▶ [Directions for this task]
Output all of the records word for word and drop the images.

▶ [Data shown]
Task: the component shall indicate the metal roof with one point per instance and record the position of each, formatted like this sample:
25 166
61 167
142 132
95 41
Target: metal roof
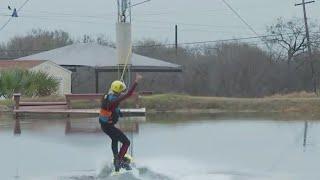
10 64
96 55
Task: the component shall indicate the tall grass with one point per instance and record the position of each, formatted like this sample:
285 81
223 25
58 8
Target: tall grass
28 83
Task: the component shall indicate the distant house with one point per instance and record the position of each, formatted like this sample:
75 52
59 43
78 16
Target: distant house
61 74
95 66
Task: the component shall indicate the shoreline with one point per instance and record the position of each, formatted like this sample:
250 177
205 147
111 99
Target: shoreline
174 103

▶ [Reply to the exercise]
Task: the component shall indicate the metal roof with one point per instance and record the position of each, formatted like this sample:
25 166
61 167
142 132
95 41
Target: metal roof
10 64
96 55
Task: the component shall indicate the tall grass with one point per instance and record the position of each, formatted like this sample:
285 81
223 25
58 8
Target: tall grass
28 83
Task: the component shall indicate the distant house with one point per instance and record the position of each, formatted like this sample:
75 52
59 43
78 16
Target: distant house
61 74
95 66
Task: the component shall indicate the shoreline with one point per instance and record the position of each, formatted like this sample:
250 177
205 147
111 99
Target: shoreline
174 103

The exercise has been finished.